ЗАДАНИЯ ДЛЯ ВЫПОЛНЕНИЯ
[a] Ответьте по фрагменту о литературных утопиях:
(i) В каком году вышел роман Н.Г.Чернышевского «Что делать?»?
(ii) Как называется короткий трактат А.П.Сумарокова 1759 года?
(iii) В какой главе «Путешествия из Петербурга в Москву» находится фрагмент-сновидение?
[b] Выпишите из фрагмента о литературных утопиях отрывок, начиная со слов «Чеховские герои, рассуждающие» и далее вплоть до слов «или далекого будущего.».

ФРАГМЕНТ ТЕКСТА
★ ★ ★ ★
Чеховские герои, рассуждающие о счастливых временах, - закономерное создание русской классики; они тоже рождены литературным опытом. Только этот опыт оставался чаще в стороне от основного русла русского слова. В нашей классике слово живет самим бытием, жизнь и слово – одно. Поэтому-то основная, даже подавляющая полоса художественной жизни так тесно связана с современностью. Но издавна в литературе были создания, навеянные мечтой, рисующие утопические картины некой небывалой страны или далекого будущего.

Ближайшие для классики утопии – это чаще всего сны, условные зарисовки, данные в виде сновидений. Сон вообще играет замечательную роль не только в нашей живой жизни, но и в искусстве. Вспомним живые или вещие сны Татьяны Лариной, Пьера Безухова,  Родиона Раскольникова. И, конечно, печально знаменитые сны Веры Павловны, юной героини романа Н.Г.Чернышевского "Что делать?" (1863). Именно здесь будет обрисовано некое будущее время как некая эпоха, а не только связанное с судьбой героя отдельное событие или состояние.

Это нечастый, но запоминающийся мотив в русской литературе, и, обращаясь к картине будущего, да еще именно в виде сна, Чернышевский, очевидно, опирался на опыт еще А.П.Сумарокова с его коротким трактатом "Сон "Счастливое общество"" (1759), А.Н.Радищева с фрагментом-сновидением в главе "Спасская Полесть" "Путешествия из Петербурга в Москву" (1789). Да, и столетия не сокрушат истину радищевских прекрасных слов: "О природа, объяв человека в пелены скорби при рождении его, влача его по строгим хребтам боязни, скуки и печали чрез весь его век, дала ты ему в отраду сон".
★ ★ ★ ★
Разметка положения объектов

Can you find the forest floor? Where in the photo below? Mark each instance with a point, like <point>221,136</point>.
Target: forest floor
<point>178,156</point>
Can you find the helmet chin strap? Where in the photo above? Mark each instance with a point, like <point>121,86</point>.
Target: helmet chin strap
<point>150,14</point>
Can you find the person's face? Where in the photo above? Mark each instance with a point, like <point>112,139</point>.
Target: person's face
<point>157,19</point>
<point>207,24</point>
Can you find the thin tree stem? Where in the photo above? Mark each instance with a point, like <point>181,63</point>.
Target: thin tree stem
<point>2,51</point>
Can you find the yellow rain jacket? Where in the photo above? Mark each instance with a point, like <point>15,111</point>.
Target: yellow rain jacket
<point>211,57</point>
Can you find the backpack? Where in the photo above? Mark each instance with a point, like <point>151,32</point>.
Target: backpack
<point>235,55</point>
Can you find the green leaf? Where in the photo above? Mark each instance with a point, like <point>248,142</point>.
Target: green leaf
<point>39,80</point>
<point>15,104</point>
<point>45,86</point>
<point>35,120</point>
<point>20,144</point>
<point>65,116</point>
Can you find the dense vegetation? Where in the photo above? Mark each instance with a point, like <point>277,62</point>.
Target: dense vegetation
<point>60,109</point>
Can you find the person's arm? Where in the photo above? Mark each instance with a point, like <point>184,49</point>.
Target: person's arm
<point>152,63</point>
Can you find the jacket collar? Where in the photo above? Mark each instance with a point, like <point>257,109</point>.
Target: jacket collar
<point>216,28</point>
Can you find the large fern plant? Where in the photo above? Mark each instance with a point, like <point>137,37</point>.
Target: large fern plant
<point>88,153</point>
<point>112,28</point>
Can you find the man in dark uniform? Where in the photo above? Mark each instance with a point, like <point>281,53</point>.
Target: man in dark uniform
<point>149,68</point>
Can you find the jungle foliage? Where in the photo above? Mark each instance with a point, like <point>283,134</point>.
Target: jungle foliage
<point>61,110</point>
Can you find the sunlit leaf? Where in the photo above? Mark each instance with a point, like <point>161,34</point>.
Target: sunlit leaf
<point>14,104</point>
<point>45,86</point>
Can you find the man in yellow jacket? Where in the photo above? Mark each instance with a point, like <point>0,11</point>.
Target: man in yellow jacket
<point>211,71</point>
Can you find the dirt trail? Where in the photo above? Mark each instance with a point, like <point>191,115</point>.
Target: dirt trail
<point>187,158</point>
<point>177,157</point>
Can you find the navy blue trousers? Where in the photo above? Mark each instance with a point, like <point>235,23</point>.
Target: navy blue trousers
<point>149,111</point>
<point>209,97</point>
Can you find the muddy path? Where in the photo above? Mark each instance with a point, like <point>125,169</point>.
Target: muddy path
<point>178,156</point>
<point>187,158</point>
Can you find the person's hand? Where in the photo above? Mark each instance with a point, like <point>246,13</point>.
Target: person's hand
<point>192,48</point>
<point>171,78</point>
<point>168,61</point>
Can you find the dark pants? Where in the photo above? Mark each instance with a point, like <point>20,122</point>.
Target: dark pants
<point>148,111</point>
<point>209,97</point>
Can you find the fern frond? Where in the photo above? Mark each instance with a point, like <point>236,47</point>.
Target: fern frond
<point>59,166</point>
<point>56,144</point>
★ ★ ★ ★
РЕШЕНИЯ
[a]
(i) В 1863 году.
(ii) «Сон "Счастливое общество"».
(iii) В главе «Спасская Полесть».

[b]
Чеховские герои, рассуждающие о счастливых временах, - закономерное создание русской классики; они тоже рождены литературным опытом. Только этот опыт оставался чаще в стороне от основного русла русского слова. В нашей классике слово живет самим бытием, жизнь и слово – одно. Поэтому-то основная, даже подавляющая полоса художественной жизни так тесно связана с современностью. Но издавна в литературе были создания, навеянные мечтой, рисующие утопические картины некой небывалой страны или далекого будущего.